[Aim] Present the lines below as a numbered list, omitting blank lines and leaving out the pictures.

[Records supplied]
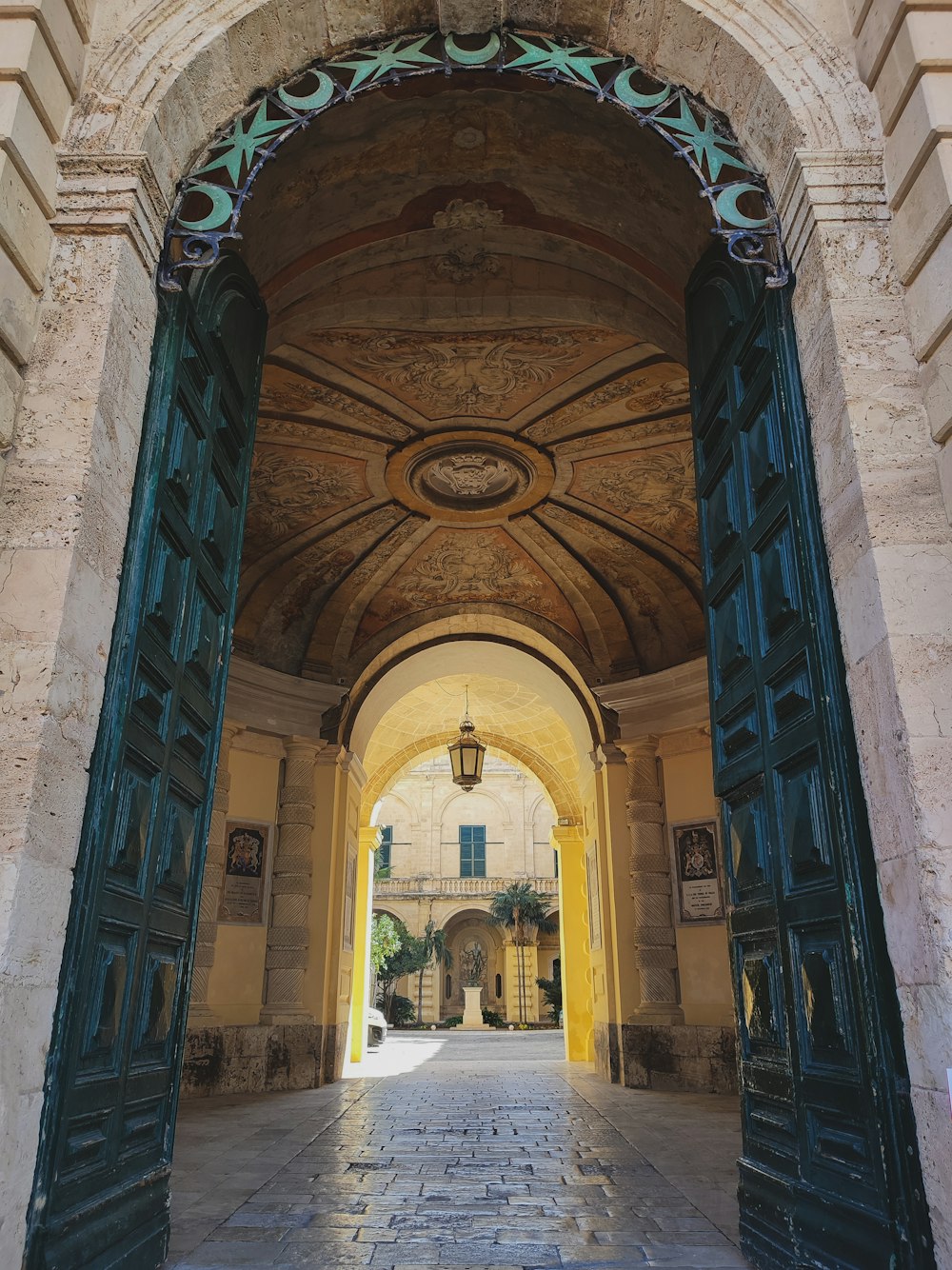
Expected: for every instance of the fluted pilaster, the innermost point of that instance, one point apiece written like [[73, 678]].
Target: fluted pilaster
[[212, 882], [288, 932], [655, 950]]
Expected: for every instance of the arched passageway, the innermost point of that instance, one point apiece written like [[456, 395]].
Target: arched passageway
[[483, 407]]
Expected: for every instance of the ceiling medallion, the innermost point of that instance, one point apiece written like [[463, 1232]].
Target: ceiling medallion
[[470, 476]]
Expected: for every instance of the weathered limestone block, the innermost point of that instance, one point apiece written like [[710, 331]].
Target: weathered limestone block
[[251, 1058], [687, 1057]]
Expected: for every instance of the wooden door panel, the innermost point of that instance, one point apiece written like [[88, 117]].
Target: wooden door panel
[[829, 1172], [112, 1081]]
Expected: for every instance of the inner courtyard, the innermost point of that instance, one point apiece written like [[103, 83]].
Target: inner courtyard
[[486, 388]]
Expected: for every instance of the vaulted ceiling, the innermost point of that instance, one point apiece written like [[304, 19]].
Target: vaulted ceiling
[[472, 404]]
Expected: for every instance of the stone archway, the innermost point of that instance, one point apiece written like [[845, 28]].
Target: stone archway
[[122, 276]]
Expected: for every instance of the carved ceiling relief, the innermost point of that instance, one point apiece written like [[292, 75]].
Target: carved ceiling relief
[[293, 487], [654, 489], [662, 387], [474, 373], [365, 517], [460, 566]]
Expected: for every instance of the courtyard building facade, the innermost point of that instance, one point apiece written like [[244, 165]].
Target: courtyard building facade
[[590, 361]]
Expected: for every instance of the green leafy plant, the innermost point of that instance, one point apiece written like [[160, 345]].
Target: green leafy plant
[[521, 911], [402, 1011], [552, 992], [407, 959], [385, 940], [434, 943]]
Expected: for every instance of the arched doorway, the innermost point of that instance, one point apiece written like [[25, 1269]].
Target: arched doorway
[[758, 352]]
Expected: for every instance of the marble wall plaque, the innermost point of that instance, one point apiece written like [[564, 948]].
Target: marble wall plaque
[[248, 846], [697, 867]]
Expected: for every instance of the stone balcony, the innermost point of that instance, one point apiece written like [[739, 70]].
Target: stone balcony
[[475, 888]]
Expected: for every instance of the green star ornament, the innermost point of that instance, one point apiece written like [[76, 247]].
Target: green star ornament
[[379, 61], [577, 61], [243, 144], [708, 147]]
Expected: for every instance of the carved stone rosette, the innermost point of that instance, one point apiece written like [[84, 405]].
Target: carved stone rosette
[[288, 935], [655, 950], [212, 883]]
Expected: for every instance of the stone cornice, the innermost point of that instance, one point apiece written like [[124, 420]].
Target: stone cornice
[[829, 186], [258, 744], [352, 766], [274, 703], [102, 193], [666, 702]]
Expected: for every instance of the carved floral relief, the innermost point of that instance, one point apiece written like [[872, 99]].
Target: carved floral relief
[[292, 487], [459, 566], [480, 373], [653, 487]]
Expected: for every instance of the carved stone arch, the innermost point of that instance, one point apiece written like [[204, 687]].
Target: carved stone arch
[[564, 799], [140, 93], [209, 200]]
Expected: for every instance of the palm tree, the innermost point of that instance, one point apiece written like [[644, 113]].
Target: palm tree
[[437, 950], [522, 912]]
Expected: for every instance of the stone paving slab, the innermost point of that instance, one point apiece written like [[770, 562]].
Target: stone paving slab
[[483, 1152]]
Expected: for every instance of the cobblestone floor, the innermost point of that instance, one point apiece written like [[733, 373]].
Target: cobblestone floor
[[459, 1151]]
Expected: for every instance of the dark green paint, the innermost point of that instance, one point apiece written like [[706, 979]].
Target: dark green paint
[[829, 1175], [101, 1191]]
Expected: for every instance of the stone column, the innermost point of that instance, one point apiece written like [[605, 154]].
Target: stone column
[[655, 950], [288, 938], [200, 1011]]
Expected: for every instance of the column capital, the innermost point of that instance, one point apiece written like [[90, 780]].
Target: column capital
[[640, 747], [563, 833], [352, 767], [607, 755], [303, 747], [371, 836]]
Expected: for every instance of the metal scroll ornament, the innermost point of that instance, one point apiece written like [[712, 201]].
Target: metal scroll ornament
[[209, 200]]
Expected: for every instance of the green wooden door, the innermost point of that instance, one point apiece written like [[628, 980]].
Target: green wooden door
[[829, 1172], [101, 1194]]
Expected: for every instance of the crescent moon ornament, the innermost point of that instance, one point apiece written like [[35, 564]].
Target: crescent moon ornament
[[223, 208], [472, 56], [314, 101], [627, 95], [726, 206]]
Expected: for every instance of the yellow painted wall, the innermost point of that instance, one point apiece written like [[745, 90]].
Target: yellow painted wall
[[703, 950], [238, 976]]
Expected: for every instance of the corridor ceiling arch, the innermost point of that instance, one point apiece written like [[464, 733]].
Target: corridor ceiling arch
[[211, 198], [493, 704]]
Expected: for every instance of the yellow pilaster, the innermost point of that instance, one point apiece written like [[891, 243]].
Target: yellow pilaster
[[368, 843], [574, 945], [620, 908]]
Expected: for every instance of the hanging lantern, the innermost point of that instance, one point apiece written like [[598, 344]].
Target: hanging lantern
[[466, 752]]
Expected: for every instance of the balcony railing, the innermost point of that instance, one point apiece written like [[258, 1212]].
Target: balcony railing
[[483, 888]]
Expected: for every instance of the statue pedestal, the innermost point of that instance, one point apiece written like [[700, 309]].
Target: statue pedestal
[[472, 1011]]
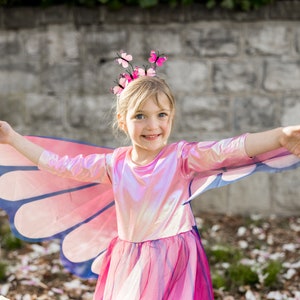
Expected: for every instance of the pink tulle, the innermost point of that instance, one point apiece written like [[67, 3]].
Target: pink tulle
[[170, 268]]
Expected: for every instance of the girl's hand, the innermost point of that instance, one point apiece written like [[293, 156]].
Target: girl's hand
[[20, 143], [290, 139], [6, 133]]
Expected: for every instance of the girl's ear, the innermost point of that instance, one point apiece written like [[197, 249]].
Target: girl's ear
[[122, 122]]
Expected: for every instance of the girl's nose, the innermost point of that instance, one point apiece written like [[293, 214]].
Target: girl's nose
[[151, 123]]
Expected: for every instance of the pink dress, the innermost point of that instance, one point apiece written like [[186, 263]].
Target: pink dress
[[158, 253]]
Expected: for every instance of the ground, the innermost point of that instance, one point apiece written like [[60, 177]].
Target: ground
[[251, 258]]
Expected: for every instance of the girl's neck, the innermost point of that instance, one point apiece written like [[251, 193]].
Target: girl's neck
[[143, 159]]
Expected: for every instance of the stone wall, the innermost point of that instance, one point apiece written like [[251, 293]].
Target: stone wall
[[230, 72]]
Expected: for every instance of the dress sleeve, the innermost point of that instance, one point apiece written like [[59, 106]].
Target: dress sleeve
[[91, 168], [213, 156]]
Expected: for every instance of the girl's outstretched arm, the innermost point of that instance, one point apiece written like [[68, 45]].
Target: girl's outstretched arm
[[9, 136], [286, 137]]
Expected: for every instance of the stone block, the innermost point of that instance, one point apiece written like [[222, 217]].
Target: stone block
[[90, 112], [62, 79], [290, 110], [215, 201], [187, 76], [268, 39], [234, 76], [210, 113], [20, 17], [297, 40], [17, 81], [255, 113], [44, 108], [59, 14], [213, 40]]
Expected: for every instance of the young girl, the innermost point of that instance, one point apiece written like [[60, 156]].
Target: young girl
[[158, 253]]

[The answer]
1. Expected: for every instance of the fluted pilaster, the innermost point of that instance, one point apiece written like [[73, 678]].
2. Target: fluted pilaster
3. [[212, 882], [288, 932], [655, 950]]
4. Expected: for every instance of the arched passageway, the innermost point of that instance, one point apiece written like [[456, 395]].
5. Target: arched passageway
6. [[483, 407]]
7. Expected: for every instance of the ceiling medallion, the innermost point of that instance, one point apiece written like [[463, 1232]].
8. Target: ceiling medallion
9. [[470, 476]]
10. Expected: for every instance of the weathered limestone block, the innermost point of that instance, one point apiece written like [[710, 331]].
11. Target: weathered limestone block
12. [[251, 1058], [687, 1057]]
13. Expected: for every instance of the wooden door panel, the innermost point of that instance, one point apiece written like [[88, 117]].
14. Target: wooden door panel
15. [[829, 1172], [112, 1081]]
16. Expected: for every instance of the inner courtyard, the innermost point of that instance, one point apiece written like [[103, 83]].
17. Target: inner courtyard
18. [[486, 388]]
19. Expected: for every instance of the vaulted ceiling, the innermost point of that instance, one point apiece written like [[304, 19]].
20. Target: vaulted ceiling
21. [[472, 404]]
22. Expected: for every instance of the stone archway, the innermost point of that instance, one point apiece written like [[845, 28]].
23. Target: stone archway
24. [[122, 276]]
25. Expected: for every instance of the carved ceiling relief, the innermost point of that instance, one point apiece written like [[292, 75]].
26. Target: carved ceiling relief
27. [[293, 487], [654, 489], [662, 387], [474, 373], [365, 517], [460, 566]]
28. Expected: for every instance of the courtyard building facade, the innermost point of that instance, one point apiece written like [[244, 165]].
29. Target: courtyard building facade
30. [[590, 361]]
31. Expected: for every instance of the green leafy plant, the innermost point of that instance, one point apiece written like [[160, 345]].
32. Target: green leafy plant
33. [[521, 911], [402, 1011], [552, 992], [407, 959], [385, 940], [434, 943]]
34. Expected: for every instance of the arched doorway, the innermost point of that instance, one point apiece written like [[25, 1269]].
35. Target: arched doorway
36. [[758, 352]]
37. Expected: for every instance of the marble wall plaque, the innermost point of that instance, one point apiece written like [[564, 948]].
38. Target: marble wall plaque
39. [[248, 846], [697, 867]]
40. Expected: for every instance of the stone balcony, the innermost point of that instance, one point apiece written like [[739, 70]].
41. Target: stone balcony
42. [[475, 888]]
43. Expected: for every instance of the green star ornament, the innermost point of that instance, one point apiece written like [[76, 247]].
44. Target: green star ornament
45. [[379, 61], [577, 61], [243, 144], [708, 147]]
46. Expected: for every instance of the carved stone rosette, the innermost point of that instance, one point apiece written like [[84, 405]].
47. Target: carved stone rosette
48. [[288, 935], [655, 950], [212, 883]]
49. Expected: for every instance of the stone cornice, the innermost point of that instance, one point apiece written like [[124, 420]].
50. Target: stone cornice
51. [[829, 186], [258, 744], [352, 766], [274, 703], [102, 193], [666, 702]]
52. Expected: for every instance of the carved floral relief, the innermost point of that instance, one point apiece written like [[872, 99]].
53. Target: carved floral relief
54. [[292, 487], [459, 566], [480, 373], [653, 487]]
55. Expected: for every instance of the carved stone arch, the innermost point of that instance, one point apiece written like [[204, 687]].
56. Target: carved stone arch
57. [[564, 799], [140, 93], [209, 200]]
58. Expected: for every instance of the palm tree, the innermost point of that instance, one point apiece written like [[644, 113]].
59. Target: palm tree
60. [[437, 950], [522, 912]]
61. Expected: for every instance of the stone paving slab, the innermost point of that instance, one point apiece written like [[770, 562]].
62. Target: stone paving slab
63. [[483, 1152]]
64. Expected: for every instance of the cobblestone floor, the innermost point of that instance, one point apiece written like [[733, 373]].
65. Target: cobblestone floor
66. [[459, 1151]]
67. Expected: for every instance of the dark green paint, the innermost point of that instance, one point apiece written like [[706, 979]].
68. Target: dark green paint
69. [[829, 1175], [101, 1191]]
70. Expected: for every instance of the stone column, the innermost point of that instance, one point apiece written like [[605, 154]].
71. Target: stone column
72. [[655, 950], [288, 938], [200, 1011]]
73. Expected: for every instance of the column capital, the innermost point of that instance, one point apiece written like [[90, 780]].
74. Target: column capital
75. [[640, 747], [563, 833], [352, 767], [607, 755], [303, 747], [371, 836]]
76. Expected: for every instance of the metal scroll ornament, the innermost point of that instance, one point apiece written like [[712, 201]].
77. Target: metal scroll ornament
78. [[209, 200]]
79. Expected: for every instance of the green wooden door, the innermost point of that instance, one point apiece written like [[628, 980]].
80. Target: green wooden door
81. [[829, 1172], [101, 1194]]
82. Expected: for every instance of the crescent moon ornament, the innermost point of that instance, one point apiece written like [[35, 564]].
83. Target: crescent moon ornament
84. [[223, 208], [472, 56], [314, 101], [627, 95], [726, 206]]
85. Expected: for every instance of the yellow painted wall, the innermost point of that instance, one point apiece written like [[745, 90]].
86. Target: yellow painted wall
87. [[703, 950], [238, 976]]
88. Expected: for every instance of the corridor ceiling arch, the innermost point of that instance, one point apiece written like [[464, 733]].
89. Target: corridor ceiling arch
90. [[211, 198], [493, 704]]
91. Expected: for every instance of the yellow pilaster, the innermost point of that instance, one point apiece written like [[891, 243]].
92. Target: yellow pilaster
93. [[368, 843], [574, 945], [620, 908]]
94. Expected: for every instance of the hanging lantern, the innermost point of that instance, one point apiece written like [[598, 344]].
95. Target: hanging lantern
96. [[466, 752]]
97. Expected: for every instance of the balcony railing, the innermost point of that instance, one point apiece written like [[258, 1212]].
98. Target: balcony railing
99. [[483, 888]]
100. Expected: for every instance of the statue pedestal, the innermost point of that instance, one point apiece written like [[700, 309]].
101. Target: statue pedestal
102. [[472, 1011]]
103. Expected: for every instance of the pink tulle, the innermost point of that instance, one point apiece written like [[67, 3]].
104. Target: pink tulle
105. [[170, 268]]
106. Expected: for every instance of the girl's hand, the innermost point of that instance, one point apiece written like [[293, 156]].
107. Target: girl's hand
108. [[20, 143], [290, 139], [6, 133]]
109. Expected: for every instance of the girl's ear, the innermost point of that instance, one point apiece written like [[197, 249]].
110. Target: girl's ear
111. [[122, 122]]
112. Expected: for every instance of the girl's nose, the innermost point of that instance, one point apiece written like [[293, 214]].
113. Target: girl's nose
114. [[151, 123]]
115. Expected: for every instance of the pink dress, the innermost point of that instance, one point apiece written like [[186, 263]].
116. Target: pink dress
117. [[158, 253]]
118. Expected: for every instance of the ground, the innermost point of that instance, one point apiece written like [[60, 177]].
119. Target: ground
120. [[251, 258]]
121. Expected: for every instance of the girl's neck, the innermost point of that instance, one point apiece written like [[251, 193]].
122. Target: girl's neck
123. [[143, 159]]
124. Expected: for every instance of the stone wall, the innermost point of that instance, one point apiece written like [[251, 293]].
125. Target: stone wall
126. [[230, 72]]
127. Expected: for every instance of the dress sleeve, the innermost point of that instance, one point apiece written like [[59, 106]].
128. Target: dress sleeve
129. [[91, 168], [213, 156]]
130. Expected: for every instance of the girl's outstretched arm, the innermost point of that instance, one point apiece written like [[68, 45]].
131. Target: girl's outstretched arm
132. [[9, 136], [286, 137]]
133. Expected: for every instance of the stone block, the innermost point of that instance, one point apiece written like [[222, 217]].
134. Target: stone block
135. [[90, 112], [62, 79], [290, 110], [215, 201], [187, 76], [268, 39], [234, 76], [210, 113], [20, 17], [297, 40], [17, 81], [255, 113], [44, 108], [59, 14], [213, 40]]
136. Expected: for every instance of the young girl, the innermost point of that instance, one point apiece written like [[60, 156]].
137. Target: young girl
138. [[158, 253]]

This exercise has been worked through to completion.